Exercise: Copy out the entries in full and with complete accuracy; pictures are excluded.

Record set:
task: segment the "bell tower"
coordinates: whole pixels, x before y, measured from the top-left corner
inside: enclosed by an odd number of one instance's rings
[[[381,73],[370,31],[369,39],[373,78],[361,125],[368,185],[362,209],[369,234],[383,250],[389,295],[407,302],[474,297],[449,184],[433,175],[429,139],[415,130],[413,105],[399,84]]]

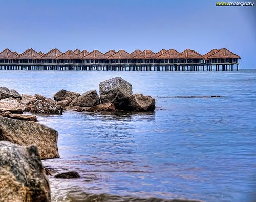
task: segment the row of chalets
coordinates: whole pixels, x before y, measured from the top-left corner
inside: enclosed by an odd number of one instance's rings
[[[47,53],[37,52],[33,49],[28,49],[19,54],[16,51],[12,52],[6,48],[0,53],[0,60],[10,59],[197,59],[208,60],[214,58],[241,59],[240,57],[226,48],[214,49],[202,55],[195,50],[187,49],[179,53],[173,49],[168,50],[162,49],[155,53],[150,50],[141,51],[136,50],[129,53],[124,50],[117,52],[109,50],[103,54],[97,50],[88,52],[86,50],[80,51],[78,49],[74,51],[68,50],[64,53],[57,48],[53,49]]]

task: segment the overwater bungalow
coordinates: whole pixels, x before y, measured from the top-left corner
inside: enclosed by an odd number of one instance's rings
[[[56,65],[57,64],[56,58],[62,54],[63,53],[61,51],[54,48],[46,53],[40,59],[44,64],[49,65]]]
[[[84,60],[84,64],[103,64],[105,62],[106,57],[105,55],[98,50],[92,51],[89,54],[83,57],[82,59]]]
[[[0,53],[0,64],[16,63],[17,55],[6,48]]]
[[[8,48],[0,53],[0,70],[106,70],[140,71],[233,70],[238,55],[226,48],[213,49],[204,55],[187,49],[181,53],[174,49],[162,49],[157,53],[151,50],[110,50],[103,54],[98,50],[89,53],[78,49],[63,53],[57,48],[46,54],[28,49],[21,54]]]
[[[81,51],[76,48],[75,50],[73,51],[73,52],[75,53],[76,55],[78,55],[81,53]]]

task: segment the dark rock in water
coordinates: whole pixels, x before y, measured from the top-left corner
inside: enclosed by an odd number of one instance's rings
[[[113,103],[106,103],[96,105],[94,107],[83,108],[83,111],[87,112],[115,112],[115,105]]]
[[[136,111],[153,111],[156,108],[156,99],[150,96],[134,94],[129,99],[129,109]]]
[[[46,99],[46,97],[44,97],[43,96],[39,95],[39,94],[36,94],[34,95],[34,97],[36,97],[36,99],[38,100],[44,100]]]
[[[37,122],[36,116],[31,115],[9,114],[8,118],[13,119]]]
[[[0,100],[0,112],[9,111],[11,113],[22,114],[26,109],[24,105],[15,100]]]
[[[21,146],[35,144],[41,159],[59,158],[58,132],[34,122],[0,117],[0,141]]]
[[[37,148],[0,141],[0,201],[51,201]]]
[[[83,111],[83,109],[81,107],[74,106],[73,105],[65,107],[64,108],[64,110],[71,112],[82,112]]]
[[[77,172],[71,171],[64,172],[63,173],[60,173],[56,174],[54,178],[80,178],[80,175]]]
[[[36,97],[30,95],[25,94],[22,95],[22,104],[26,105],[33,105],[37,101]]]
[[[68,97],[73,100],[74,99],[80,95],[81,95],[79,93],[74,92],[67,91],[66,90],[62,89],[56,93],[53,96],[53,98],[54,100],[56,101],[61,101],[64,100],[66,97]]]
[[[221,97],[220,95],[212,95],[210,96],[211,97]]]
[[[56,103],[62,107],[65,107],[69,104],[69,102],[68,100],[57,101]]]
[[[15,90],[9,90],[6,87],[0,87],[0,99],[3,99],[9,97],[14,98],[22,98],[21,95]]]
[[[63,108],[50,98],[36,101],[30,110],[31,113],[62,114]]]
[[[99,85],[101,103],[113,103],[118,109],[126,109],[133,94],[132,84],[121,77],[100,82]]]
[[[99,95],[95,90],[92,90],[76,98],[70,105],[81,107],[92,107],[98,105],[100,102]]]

The result:
task: segment the "bell tower"
coordinates: whole pixels, x before y, measured from the top-left corner
inside: enclosed by an odd number of one instance's rings
[[[381,73],[370,31],[369,39],[373,78],[361,125],[368,185],[362,209],[369,234],[383,250],[389,295],[407,302],[474,297],[449,184],[433,175],[429,139],[415,130],[413,105],[399,84]]]

task: segment the row of chalets
coordinates: whole pixels, x before y, measured from the top-left corner
inside: enclosed by an odd number of one instance's rings
[[[47,53],[37,52],[33,49],[28,49],[19,54],[16,51],[12,52],[6,48],[0,53],[0,60],[10,59],[197,59],[208,60],[214,58],[241,59],[240,57],[226,48],[214,49],[202,55],[195,50],[187,49],[179,53],[173,49],[168,50],[162,49],[155,53],[150,50],[141,51],[136,50],[129,53],[124,50],[117,52],[109,50],[103,54],[97,50],[88,52],[86,50],[80,51],[78,49],[74,51],[68,50],[64,53],[57,48],[53,49]]]

task: segment the overwater bungalow
coordinates: whole pixels, x before y, measured from the top-left corner
inside: enclosed by an odd number of one instance's rings
[[[56,65],[57,64],[56,58],[62,54],[63,53],[61,51],[54,48],[46,53],[40,59],[44,64],[49,65]]]
[[[84,60],[84,64],[103,64],[105,62],[106,57],[105,55],[98,50],[92,51],[89,54],[83,57],[82,59]]]
[[[0,53],[0,64],[16,63],[17,55],[6,48]]]
[[[8,48],[0,53],[0,70],[106,70],[140,71],[233,70],[238,55],[226,48],[213,49],[204,55],[187,49],[181,53],[174,49],[162,49],[157,53],[151,50],[110,50],[103,54],[98,50],[89,53],[78,49],[63,53],[57,48],[46,54],[28,49],[21,54]]]
[[[81,51],[76,48],[75,50],[73,51],[73,52],[75,53],[76,55],[78,55],[81,53]]]

task: segment the dark rock in water
coordinates: whole pixels, x before y, measured from the top-left corner
inside: enclosed by an odd number of one instance's rings
[[[113,103],[106,103],[96,105],[94,107],[83,108],[83,111],[87,112],[115,112],[115,105]]]
[[[136,111],[153,111],[156,108],[156,99],[150,96],[134,94],[129,99],[129,109]]]
[[[46,99],[46,97],[44,97],[43,96],[39,95],[39,94],[36,94],[34,95],[34,97],[36,97],[36,99],[38,100],[44,100]]]
[[[37,122],[36,116],[31,115],[9,114],[8,118],[13,119]]]
[[[0,100],[0,112],[9,111],[11,113],[22,114],[26,109],[24,105],[15,100]]]
[[[21,146],[35,144],[41,159],[59,158],[58,132],[34,122],[0,117],[0,141]]]
[[[37,148],[0,141],[0,201],[51,201]]]
[[[83,111],[83,109],[81,107],[74,106],[73,105],[65,107],[64,108],[64,110],[71,112],[82,112]]]
[[[77,172],[71,171],[64,172],[63,173],[60,173],[56,174],[54,178],[80,178],[80,175]]]
[[[36,97],[30,95],[25,94],[22,95],[22,104],[26,105],[33,105],[37,101]]]
[[[68,97],[73,100],[74,99],[80,95],[81,95],[79,93],[74,92],[67,91],[66,90],[62,89],[56,93],[53,96],[53,98],[54,100],[56,101],[61,101],[64,100],[66,97]]]
[[[221,97],[220,95],[212,95],[210,96],[211,97]]]
[[[56,103],[62,107],[65,107],[69,104],[69,102],[68,100],[57,101]]]
[[[15,90],[9,90],[6,87],[0,87],[0,99],[3,99],[9,97],[14,98],[22,98],[21,95]]]
[[[63,108],[50,98],[36,101],[30,110],[31,113],[62,114]]]
[[[99,85],[101,103],[113,103],[118,109],[126,109],[133,94],[132,84],[121,77],[100,82]]]
[[[99,95],[95,90],[92,90],[76,98],[70,105],[81,107],[92,107],[98,105],[100,102]]]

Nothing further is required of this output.